---------- DATA LISTING
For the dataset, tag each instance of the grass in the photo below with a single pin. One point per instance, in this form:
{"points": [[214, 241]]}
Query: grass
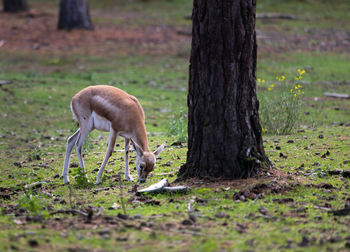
{"points": [[36, 121]]}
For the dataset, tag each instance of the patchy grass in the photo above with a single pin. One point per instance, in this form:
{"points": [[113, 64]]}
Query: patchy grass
{"points": [[283, 209]]}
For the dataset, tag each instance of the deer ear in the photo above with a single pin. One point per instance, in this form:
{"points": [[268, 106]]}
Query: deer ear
{"points": [[137, 148], [159, 150]]}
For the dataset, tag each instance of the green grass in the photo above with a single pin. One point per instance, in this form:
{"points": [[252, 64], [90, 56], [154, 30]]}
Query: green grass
{"points": [[36, 121]]}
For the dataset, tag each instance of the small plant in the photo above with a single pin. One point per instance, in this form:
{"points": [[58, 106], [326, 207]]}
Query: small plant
{"points": [[81, 178], [35, 204], [178, 126], [35, 154], [280, 112]]}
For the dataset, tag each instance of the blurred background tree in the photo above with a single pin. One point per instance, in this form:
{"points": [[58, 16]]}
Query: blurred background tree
{"points": [[74, 14], [15, 5]]}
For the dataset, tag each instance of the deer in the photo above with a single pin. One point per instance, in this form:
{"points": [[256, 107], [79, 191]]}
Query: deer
{"points": [[110, 109]]}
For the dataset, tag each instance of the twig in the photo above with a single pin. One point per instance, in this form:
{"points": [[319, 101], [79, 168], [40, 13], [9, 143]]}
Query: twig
{"points": [[275, 16], [336, 95], [69, 211]]}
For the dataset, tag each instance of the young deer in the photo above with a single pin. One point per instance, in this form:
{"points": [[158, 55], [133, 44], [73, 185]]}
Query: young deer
{"points": [[107, 108]]}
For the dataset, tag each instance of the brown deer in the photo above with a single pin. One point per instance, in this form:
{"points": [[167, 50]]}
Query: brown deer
{"points": [[110, 109]]}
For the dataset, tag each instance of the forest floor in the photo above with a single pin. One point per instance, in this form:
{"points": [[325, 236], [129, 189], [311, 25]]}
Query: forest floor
{"points": [[143, 47]]}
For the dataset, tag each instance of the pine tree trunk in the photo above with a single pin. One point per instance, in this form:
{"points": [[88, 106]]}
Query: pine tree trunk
{"points": [[15, 5], [74, 14], [224, 132]]}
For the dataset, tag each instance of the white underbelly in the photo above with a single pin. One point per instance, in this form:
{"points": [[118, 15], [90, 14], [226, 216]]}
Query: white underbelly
{"points": [[100, 122]]}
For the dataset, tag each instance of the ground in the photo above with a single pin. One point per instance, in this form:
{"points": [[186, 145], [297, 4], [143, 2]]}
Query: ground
{"points": [[143, 47]]}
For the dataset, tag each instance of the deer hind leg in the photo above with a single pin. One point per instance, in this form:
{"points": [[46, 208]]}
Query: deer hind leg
{"points": [[111, 143], [85, 129], [70, 144], [127, 174]]}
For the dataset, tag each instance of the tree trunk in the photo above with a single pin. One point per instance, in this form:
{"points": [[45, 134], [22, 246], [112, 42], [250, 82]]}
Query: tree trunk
{"points": [[15, 5], [224, 132], [74, 14]]}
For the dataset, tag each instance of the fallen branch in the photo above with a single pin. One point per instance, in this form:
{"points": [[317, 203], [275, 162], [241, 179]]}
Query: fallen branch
{"points": [[69, 211], [275, 16], [341, 212], [336, 95]]}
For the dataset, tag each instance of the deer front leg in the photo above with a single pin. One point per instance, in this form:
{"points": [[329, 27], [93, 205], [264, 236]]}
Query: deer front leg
{"points": [[84, 132], [111, 142], [70, 144], [127, 174]]}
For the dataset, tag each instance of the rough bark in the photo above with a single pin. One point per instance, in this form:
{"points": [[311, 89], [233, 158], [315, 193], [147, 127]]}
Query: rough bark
{"points": [[224, 132], [15, 5], [74, 14]]}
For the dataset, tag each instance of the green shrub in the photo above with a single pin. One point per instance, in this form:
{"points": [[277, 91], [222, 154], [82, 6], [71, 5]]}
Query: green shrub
{"points": [[280, 106], [35, 204]]}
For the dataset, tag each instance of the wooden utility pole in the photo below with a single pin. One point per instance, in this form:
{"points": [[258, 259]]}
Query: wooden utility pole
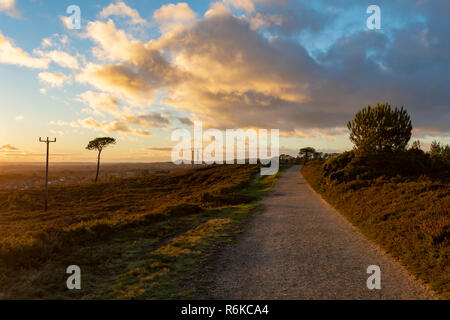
{"points": [[46, 169]]}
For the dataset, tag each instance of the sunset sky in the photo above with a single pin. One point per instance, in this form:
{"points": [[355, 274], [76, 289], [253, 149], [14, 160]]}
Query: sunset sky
{"points": [[137, 70]]}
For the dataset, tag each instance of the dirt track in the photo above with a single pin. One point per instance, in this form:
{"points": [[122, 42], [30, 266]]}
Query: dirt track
{"points": [[301, 248]]}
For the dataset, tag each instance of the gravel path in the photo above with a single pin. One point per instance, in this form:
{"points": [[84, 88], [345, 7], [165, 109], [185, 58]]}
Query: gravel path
{"points": [[301, 248]]}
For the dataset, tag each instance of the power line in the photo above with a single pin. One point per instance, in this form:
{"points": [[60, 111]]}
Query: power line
{"points": [[47, 141]]}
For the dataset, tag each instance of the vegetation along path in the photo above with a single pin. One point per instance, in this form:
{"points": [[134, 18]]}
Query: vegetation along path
{"points": [[301, 248]]}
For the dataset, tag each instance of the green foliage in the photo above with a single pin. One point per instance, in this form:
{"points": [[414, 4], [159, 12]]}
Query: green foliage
{"points": [[406, 215], [439, 155], [306, 154], [380, 129], [100, 143]]}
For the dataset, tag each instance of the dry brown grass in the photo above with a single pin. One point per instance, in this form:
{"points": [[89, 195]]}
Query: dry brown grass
{"points": [[91, 211], [408, 217]]}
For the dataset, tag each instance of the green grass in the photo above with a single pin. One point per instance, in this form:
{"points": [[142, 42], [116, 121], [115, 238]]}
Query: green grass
{"points": [[150, 254], [408, 217]]}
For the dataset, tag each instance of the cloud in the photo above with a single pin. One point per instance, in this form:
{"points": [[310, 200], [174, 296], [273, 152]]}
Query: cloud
{"points": [[254, 64], [113, 126], [53, 79], [10, 54], [160, 149], [122, 10], [153, 119], [61, 58], [185, 121], [8, 148], [246, 5], [174, 16], [100, 102], [9, 7]]}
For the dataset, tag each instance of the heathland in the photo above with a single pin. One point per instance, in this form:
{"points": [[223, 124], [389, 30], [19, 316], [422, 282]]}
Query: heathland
{"points": [[143, 237]]}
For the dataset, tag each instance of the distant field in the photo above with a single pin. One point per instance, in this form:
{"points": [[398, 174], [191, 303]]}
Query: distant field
{"points": [[133, 238], [20, 176], [408, 217]]}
--------------------
GOAL
Copy out all of the lines above verbatim, leaving out the pictures.

OUTPUT OF THE TASK
For the dataset, tag each instance of the grass in the photo below with a single pin. One point per instance, in this form:
{"points": [[214, 241]]}
Query: grass
{"points": [[36, 121]]}
For the dataset, tag each instance of the patchy grass in the photo above with a single pin. One point per instance, in this form:
{"points": [[113, 64]]}
Query: patchy grass
{"points": [[283, 209]]}
For the dataset, tag each instance of the deer ear in the photo above with a single pin. One point per instance, in this form:
{"points": [[268, 106]]}
Query: deer ear
{"points": [[137, 148], [159, 150]]}
For the dataset, tag each instance of the green grass in the photo above with a single pin. One point per instance, in this form:
{"points": [[252, 64], [90, 56], [154, 30]]}
Query: green grass
{"points": [[36, 121]]}
For the dataset, tag each instance of the small plant in the photo above with a single pin. One point per instance, in this form:
{"points": [[58, 106], [326, 207]]}
Query: small plant
{"points": [[81, 178], [35, 204], [178, 126], [35, 154], [280, 112]]}
For the dataset, tag each instance of the blurred background tree in the photo above with a single pin. One point per instance, in this form:
{"points": [[58, 16]]}
Query: blurred background tree
{"points": [[74, 14], [15, 5]]}
For the dataset, tag each instance of the deer in the photo above with a single pin. One point per instance, in this form:
{"points": [[256, 107], [79, 191]]}
Query: deer
{"points": [[110, 109]]}
For the dataset, tag each instance of the twig in the photo above with a single pin. One point per instance, in this form:
{"points": [[319, 101], [79, 168], [40, 13], [9, 143]]}
Query: twig
{"points": [[275, 16], [336, 95], [69, 211]]}
For the dataset, tag each instance of the young deer in the photo above with a single pin. One point per instance, in this form:
{"points": [[158, 55], [133, 44], [73, 185]]}
Query: young deer
{"points": [[107, 108]]}
For the dataset, tag each instance of the brown deer in the photo above with a single pin. One point per instance, in this form:
{"points": [[167, 50]]}
Query: brown deer
{"points": [[110, 109]]}
For the dataset, tag each instance of the forest floor in the photo above with a single pin. One point per instance, in this form:
{"points": [[325, 236], [129, 189], [311, 25]]}
Query: forest floor
{"points": [[143, 47]]}
For the dataset, tag each instance of the pine tree trunk in the photo above with a single pin. One point per instance, in this form:
{"points": [[88, 106]]}
Query: pine tree trunk
{"points": [[15, 5], [74, 14], [224, 132]]}
For the dataset, tag each instance of the white underbelly in the photo above with a single pin. One point per instance, in this form:
{"points": [[118, 15], [90, 14], [226, 216]]}
Query: white underbelly
{"points": [[100, 122]]}
For the dataset, tag each instance of the ground in the photo above with a single pin. One point per instance, in this form:
{"points": [[186, 145], [297, 4], [143, 2]]}
Query: ground
{"points": [[143, 47]]}
For the dataset, tag each instance of the deer hind leg in the photo above with a single pin. One point per instance, in this form:
{"points": [[46, 208]]}
Query: deer hind leg
{"points": [[111, 143], [85, 129], [70, 144], [127, 174]]}
For the dataset, tag each instance of the tree trunk in the photo above with a single pin. One point per instance, in this form:
{"points": [[45, 134], [22, 246], [112, 42], [250, 82]]}
Query: tree trunk
{"points": [[15, 5], [224, 132], [74, 14]]}
For the dataset, tag each instance of the fallen branch in the photo above with a single pin. One point per instance, in this form:
{"points": [[317, 203], [275, 162], [241, 179]]}
Query: fallen branch
{"points": [[69, 211], [275, 16], [341, 212], [336, 95]]}
For the dataset, tag each instance of the deer front leg in the photo above with a single pin. One point per instance, in this form:
{"points": [[329, 27], [93, 205], [264, 236]]}
Query: deer front leg
{"points": [[84, 132], [111, 142], [70, 144], [127, 174]]}
For the dataset, tag each instance of the rough bark in the photo above with a single pin. One point per instance, in this form:
{"points": [[311, 89], [233, 158], [315, 193], [147, 127]]}
Query: rough bark
{"points": [[224, 132], [15, 5], [74, 14]]}
For the dataset, tag each instance of the green shrub in the photo above with a single pin. One point per instance, in this form:
{"points": [[277, 91], [222, 154], [82, 6], [71, 5]]}
Query: green shrub
{"points": [[280, 106], [35, 204]]}
For the dataset, tag each instance of the wooden utility pole in the photo below with a single pin. One point per instance, in this form:
{"points": [[258, 259]]}
Query: wooden utility pole
{"points": [[46, 169]]}
For the dataset, tag each instance of the sunset sky in the photo above with a single pin. One point per instance, in this form:
{"points": [[355, 274], [76, 289], [253, 149], [14, 160]]}
Query: sunset sky
{"points": [[137, 70]]}
For the dataset, tag each instance of the dirt track in the photo above with a single pin. One point per instance, in this form:
{"points": [[122, 42], [30, 266]]}
Query: dirt track
{"points": [[301, 248]]}
For the dataset, tag each instance of the gravel path in the photo above with a single pin. One point per instance, in this form:
{"points": [[84, 88], [345, 7], [165, 109], [185, 58]]}
Query: gravel path
{"points": [[301, 248]]}
For the dataset, tag each instance of the power line in the photo above with a single pin. One point per instance, in this form:
{"points": [[60, 111]]}
Query: power line
{"points": [[47, 141]]}
For the dataset, tag each instance of the vegetation along path in the photo above with a single pin. One point per instance, in this form:
{"points": [[134, 18]]}
Query: vegetation along path
{"points": [[301, 248]]}
For the dataset, tag each instance of the green foliage in the photo above with a single pin. One point per instance, in this form:
{"points": [[414, 4], [159, 12]]}
Query: green foliage
{"points": [[406, 215], [439, 155], [306, 154], [380, 129], [100, 143]]}
For the dataset, tag each instance of the dry brown grass in the photo above with a single pin. One point per instance, in this form:
{"points": [[89, 195]]}
Query: dry brown grass
{"points": [[91, 211], [408, 217]]}
For the dataset, tag each instance of the green grass in the photo above with a single pin. One point per instance, in this form:
{"points": [[142, 42], [116, 121], [115, 238]]}
Query: green grass
{"points": [[150, 254], [408, 217]]}
For the dataset, tag each instance of the cloud in the photo above with a single pin. One point per instance, in this form:
{"points": [[310, 200], [174, 296], [273, 152]]}
Query: cloud
{"points": [[254, 64], [113, 126], [53, 79], [10, 54], [160, 149], [122, 10], [153, 119], [61, 58], [185, 121], [8, 148], [246, 5], [174, 16], [100, 102], [9, 7]]}
For the dataset, tag each instance of the heathland in the photo above with a single pin. One point per instance, in this form:
{"points": [[223, 124], [389, 30], [19, 316], [422, 282]]}
Query: heathland
{"points": [[143, 237]]}
For the dataset, tag each instance of the distant field in the photo above with a single pin. One point per instance, in this form:
{"points": [[398, 174], [191, 303]]}
Query: distant field
{"points": [[133, 238], [20, 176], [408, 217]]}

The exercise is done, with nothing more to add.